* _Work request_
Where does the word "green" show up in the records? Copy every line that holds it.

* _Extracted information_
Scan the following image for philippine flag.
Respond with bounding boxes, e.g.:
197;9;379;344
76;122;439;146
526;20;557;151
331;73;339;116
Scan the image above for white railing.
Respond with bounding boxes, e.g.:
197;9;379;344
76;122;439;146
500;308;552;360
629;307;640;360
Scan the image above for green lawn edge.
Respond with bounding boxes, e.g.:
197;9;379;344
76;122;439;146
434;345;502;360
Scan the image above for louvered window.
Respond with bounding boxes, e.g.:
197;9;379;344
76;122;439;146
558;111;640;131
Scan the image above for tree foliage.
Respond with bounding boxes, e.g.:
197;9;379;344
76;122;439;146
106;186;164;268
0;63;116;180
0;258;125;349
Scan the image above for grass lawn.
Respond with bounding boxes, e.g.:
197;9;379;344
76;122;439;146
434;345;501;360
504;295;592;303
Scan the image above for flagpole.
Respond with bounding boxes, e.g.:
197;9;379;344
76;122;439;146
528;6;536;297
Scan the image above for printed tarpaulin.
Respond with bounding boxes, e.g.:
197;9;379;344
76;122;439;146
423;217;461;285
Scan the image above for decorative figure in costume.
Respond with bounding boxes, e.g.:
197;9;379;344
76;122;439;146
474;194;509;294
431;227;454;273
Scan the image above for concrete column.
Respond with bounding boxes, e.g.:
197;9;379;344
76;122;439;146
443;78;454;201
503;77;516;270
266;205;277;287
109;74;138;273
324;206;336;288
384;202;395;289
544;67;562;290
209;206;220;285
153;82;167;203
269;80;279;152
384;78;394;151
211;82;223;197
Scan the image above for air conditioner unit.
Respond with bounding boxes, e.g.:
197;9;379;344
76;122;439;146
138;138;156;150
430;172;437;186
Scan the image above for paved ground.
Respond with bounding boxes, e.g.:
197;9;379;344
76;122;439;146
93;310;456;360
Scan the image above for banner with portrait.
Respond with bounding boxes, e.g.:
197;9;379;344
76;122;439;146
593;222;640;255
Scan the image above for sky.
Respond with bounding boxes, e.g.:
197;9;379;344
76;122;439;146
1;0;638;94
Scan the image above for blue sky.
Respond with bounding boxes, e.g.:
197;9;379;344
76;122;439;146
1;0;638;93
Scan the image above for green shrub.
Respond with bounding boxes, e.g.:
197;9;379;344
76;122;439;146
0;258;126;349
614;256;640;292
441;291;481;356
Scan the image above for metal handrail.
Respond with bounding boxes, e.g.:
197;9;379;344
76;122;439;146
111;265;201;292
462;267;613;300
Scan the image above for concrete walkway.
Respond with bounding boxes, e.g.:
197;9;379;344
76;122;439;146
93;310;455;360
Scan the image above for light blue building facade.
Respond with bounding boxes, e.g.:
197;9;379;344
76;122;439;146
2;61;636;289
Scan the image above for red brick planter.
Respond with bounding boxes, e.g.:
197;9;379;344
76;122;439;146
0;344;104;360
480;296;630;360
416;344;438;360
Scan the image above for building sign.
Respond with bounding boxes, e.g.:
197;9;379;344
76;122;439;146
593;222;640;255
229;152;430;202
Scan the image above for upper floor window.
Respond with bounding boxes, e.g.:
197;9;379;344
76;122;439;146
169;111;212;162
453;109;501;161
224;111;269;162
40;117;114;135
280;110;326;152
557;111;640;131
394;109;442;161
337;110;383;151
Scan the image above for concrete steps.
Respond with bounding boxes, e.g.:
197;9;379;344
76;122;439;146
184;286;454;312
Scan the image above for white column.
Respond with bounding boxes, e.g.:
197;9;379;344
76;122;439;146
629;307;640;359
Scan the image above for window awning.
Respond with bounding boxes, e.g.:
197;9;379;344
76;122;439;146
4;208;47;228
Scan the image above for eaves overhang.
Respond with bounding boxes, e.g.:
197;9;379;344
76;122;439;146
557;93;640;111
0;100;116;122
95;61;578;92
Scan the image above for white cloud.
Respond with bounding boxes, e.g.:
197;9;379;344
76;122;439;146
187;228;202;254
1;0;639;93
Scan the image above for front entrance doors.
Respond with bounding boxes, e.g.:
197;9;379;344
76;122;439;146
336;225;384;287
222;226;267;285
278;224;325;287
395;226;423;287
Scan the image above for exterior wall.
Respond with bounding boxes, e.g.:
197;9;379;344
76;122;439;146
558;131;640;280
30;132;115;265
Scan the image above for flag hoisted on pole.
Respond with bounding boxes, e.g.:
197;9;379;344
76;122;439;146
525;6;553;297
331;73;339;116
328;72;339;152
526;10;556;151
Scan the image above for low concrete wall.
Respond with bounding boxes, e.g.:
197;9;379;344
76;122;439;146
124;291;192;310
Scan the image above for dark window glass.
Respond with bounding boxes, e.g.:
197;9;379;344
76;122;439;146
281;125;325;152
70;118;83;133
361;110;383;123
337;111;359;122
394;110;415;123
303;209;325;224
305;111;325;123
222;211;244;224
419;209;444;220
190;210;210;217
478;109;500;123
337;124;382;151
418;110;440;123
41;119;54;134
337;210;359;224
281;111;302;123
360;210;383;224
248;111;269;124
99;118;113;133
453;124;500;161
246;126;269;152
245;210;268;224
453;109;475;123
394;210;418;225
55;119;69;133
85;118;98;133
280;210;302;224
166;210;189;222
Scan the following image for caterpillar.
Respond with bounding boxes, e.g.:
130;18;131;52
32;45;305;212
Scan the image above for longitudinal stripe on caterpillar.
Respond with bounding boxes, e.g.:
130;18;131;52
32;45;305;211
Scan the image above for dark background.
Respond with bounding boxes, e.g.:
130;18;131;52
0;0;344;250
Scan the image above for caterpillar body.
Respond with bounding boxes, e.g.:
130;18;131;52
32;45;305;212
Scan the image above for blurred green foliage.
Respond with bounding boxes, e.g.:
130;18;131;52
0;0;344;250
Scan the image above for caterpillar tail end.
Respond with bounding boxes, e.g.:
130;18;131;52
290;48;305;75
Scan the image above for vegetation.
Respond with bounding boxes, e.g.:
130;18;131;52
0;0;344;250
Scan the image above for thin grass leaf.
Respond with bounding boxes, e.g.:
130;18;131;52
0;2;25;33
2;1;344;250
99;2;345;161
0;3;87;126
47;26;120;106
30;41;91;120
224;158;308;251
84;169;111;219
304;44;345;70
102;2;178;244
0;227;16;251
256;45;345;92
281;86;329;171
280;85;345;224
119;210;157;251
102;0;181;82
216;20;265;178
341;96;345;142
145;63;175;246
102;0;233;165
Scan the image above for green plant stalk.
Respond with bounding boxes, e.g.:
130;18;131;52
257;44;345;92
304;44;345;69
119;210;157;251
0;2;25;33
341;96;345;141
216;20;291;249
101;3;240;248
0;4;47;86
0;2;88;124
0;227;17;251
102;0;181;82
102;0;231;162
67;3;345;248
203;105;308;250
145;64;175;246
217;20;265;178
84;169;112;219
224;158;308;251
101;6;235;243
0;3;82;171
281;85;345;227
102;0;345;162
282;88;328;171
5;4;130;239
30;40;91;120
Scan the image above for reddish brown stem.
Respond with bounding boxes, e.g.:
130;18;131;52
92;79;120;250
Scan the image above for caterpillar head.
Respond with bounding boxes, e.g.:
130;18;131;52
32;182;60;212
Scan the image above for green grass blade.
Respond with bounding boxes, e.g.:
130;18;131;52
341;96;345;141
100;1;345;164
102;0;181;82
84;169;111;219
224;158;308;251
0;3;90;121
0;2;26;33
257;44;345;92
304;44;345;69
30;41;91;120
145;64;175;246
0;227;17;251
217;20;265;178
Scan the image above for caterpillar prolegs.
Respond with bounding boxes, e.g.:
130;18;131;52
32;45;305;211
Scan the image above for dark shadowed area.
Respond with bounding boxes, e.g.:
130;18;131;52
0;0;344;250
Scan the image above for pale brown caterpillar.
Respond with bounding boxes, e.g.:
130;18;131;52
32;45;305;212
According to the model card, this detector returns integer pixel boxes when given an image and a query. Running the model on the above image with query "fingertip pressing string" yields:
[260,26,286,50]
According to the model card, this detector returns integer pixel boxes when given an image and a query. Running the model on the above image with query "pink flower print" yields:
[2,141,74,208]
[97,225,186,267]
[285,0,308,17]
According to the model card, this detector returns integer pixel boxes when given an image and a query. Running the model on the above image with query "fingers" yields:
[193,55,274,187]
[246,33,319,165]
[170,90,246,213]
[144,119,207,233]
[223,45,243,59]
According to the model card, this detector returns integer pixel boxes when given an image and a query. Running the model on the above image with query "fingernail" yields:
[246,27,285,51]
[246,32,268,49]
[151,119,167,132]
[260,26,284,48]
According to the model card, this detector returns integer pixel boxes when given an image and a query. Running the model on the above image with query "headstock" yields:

* _Solution_
Scan the image above for green lawn edge.
Scan the image above for green shrub.
Scan the image above for blurred green foliage.
Scan the image above for green plant stalk.
Scan the image above for green grass blade.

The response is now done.